▶ **EXERCISE**
Where "bird" appears in a line of the entries below, that line should be copied.

▶ **EXERCISE INPUT**
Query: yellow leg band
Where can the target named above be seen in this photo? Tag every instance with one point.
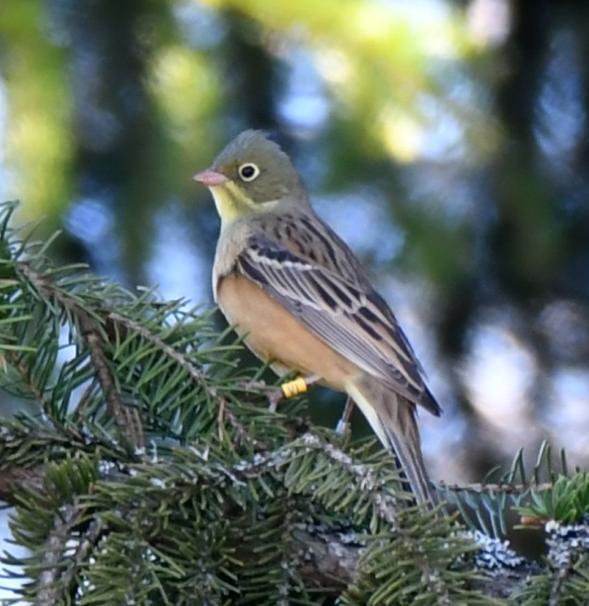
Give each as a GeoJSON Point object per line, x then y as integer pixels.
{"type": "Point", "coordinates": [294, 388]}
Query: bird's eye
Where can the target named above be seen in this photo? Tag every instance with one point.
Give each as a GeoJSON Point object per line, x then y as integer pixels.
{"type": "Point", "coordinates": [248, 172]}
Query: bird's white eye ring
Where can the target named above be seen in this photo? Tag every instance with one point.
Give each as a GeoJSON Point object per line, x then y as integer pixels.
{"type": "Point", "coordinates": [248, 171]}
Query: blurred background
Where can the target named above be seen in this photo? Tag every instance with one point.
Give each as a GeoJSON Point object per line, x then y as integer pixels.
{"type": "Point", "coordinates": [446, 140]}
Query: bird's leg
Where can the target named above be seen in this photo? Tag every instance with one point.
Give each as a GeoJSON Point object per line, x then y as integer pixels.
{"type": "Point", "coordinates": [342, 424]}
{"type": "Point", "coordinates": [290, 389]}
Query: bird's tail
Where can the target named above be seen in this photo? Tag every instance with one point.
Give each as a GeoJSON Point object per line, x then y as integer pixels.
{"type": "Point", "coordinates": [392, 418]}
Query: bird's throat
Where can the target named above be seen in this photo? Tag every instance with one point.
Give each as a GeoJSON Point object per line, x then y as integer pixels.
{"type": "Point", "coordinates": [231, 202]}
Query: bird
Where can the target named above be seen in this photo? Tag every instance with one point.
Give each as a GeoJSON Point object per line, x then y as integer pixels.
{"type": "Point", "coordinates": [299, 297]}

▶ **EXERCISE ANSWER**
Query: bird's eye
Query: bird's white eye ring
Query: bird's leg
Query: bird's tail
Query: bird's throat
Query: bird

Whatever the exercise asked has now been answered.